● Passage for review:
━━━━━━━━━━━━━━━━━━━━━━━━━━━━━━

Delegation is non-custodial, meaning it’s not possible for the baker steal or spend your Tezos tokens. However, keep in mind that the protocol specifies that all rewards are paid directly to the baker’s address. Delegators trust bakers to distribute rewards to them in a timely fashion, but it’s possible that those rewards may not arrive at all, especially if you’ve voted for an unsavory baker. Wasabi in your cupcakes, anyone?
There are two types of Tezos accounts:
- Accounts that begin with “tz” can be registered as a delegate or baker. They can originate a “KT” account.
- A “KT” account can stake to any registered “tz” account.
If you plan to delegate your tokens to a baker, you’ll need to create a “KT” address and transfer your tokens to it.
Delegation in practice
Let’s actually get our hands on some Tezos tokens, find a reliable baker, and delegate our tokens to them.
You can purchase Tezons tokens, affectionately known as “tezzies”, from several major exchanges. After purchasing, you’ll need to withdraw them to your wallet.
Check Tezos’ official website to see which wallets are sort of, but not officially endorsed by the foundation (They’ve gone through at least one independent audit).
For this tutorial we will use the TezBox wallet – software that allows you to receive, store, send and delegate your Tezos tokens.
Head over to the TezBox website. Several platforms are supported, including the Chrome web browser.
Install the TezBox Chrome extension.
Open it by clicking the new icon at the top right of the browser.
You may need to accept a warning that you’re working on the mainnet.
Click the button to create a new TezBox wallet.
Write down the seed words generated by the wallet. These words are used to generate your private key. You’ll need these to recover your Tezos tokens if you happen to lose your computer, or your password gets smeared with the baker’s chocolate cupcake icing.
Encrypt the private key you just created with a difficult to guess password.
Create new address
A “tz” address is created automatically by the wallet. You will need to create a “KT” address in order to delegate your tokens to a baker.
Click the Add Account button.
It will cost you a small fee in Tezos to create a new account.
You will now have both a tz and KT account in your wallet.
Transfer your tokens to the new KT address from the main account.
Click on “Max” to transfer the maximum amount. You can leave the other fields at their defaults.
Choose a delegate
Head on over to MyTezosBaker to get a list of active bakers on the Tezos network. There are other sites that provide lists of bakers, but I find this one to be the most user-friendly. I recommend that you research a few of the listed bakers and choose one you judge to be reliable and trustworthy.
Once you’ve chosen a delegate, locate their “tz” address. You should be able to find it on the delegate’s website, or within their profile page on MyTezosBaker’s website.
Click on the “KT” account and select the Delegate tab.
Choose “Custom” under Delegate Options.
Enter the delegate’s address into the Custom Delegate field.
Click the Update Delegate button.
You should now be delegating your tokens to a baker! To verify, search your “KT” address on tzscan.io and you should see an entry under the delegation tab.
Track your rewards
Rewards will accrue in your KT address as per terms set by the baker.
Some bakers pay every cycle, whereas others may wait three cycles or more before making payouts.
One cycle = 4096 blocks, or about two to three days.
MyTezosBaker lists the payout interval of each baker.
Tezos’ unique on-chain governance mechanism sets it apart from other blockchains. Stakeholders are able to vote on proposed changes to the protocol and the blockchain self-amends based on majority vote.
The network is composed of bakers which validate the blocks and distribute rewards to the delegators, who support the bakers by voting. Tezos implements Liquid Proof of Stake, which allows token holders to vote on issues directly, or delegate their vote to a trusted third-party.
With some protocol changes having been successfully implemented using its on-chain governance mechanism, it looks like Tezos is set to remain one of the leading blockchain projects throughout 2019.

━━━━━━━━━━━━━━━━━━━━━━━━━━━━━━

● Requirement 1: According to the Tezos delegation guide, how many blocks make up one cycle?
● Requirement 2: Render this sentence from the Tezos delegation guide in Spanish: "It will cost you a small fee in Tezos to create a new account."
● Requirement 3: Reproduce the part of the Tezos delegation guide that runs from "Head over to" up to and including "chocolate cupcake icing.".

● Extracted data:
━━━━━━━━━━━━━━━━━━━━━━━━━━━━━━

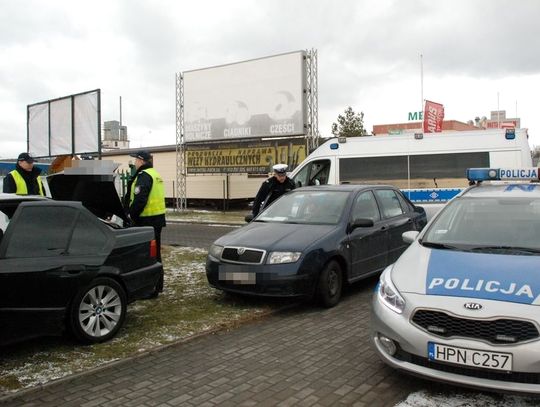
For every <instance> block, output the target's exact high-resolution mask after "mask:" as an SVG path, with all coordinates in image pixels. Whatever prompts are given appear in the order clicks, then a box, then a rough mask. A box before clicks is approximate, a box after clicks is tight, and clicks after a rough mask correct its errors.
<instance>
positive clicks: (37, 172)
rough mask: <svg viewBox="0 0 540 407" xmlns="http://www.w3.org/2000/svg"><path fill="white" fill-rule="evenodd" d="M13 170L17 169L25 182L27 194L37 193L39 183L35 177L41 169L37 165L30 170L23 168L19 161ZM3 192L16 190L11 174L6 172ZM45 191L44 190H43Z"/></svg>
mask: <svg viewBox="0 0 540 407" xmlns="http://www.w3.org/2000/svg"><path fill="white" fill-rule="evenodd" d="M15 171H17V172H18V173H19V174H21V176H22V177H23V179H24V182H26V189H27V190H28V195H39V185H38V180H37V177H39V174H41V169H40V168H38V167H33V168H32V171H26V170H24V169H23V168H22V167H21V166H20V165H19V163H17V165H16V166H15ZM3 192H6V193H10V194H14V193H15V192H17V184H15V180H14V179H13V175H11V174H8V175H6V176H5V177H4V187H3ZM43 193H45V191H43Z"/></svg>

━━━━━━━━━━━━━━━━━━━━━━━━━━━━━━

● Answer box 1: One cycle is 4096 blocks, or about two to three days.

● Answer box 2: Crear una cuenta nueva te costará una pequeña comisión en Tezos.

● Answer box 3:
Head over to the TezBox website. Several platforms are supported, including the Chrome web browser.
Install the TezBox Chrome extension.
Open it by clicking the new icon at the top right of the browser.
You may need to accept a warning that you’re working on the mainnet.
Click the button to create a new TezBox wallet.
Write down the seed words generated by the wallet. These words are used to generate your private key. You’ll need these to recover your Tezos tokens if you happen to lose your computer, or your password gets smeared with the baker’s chocolate cupcake icing.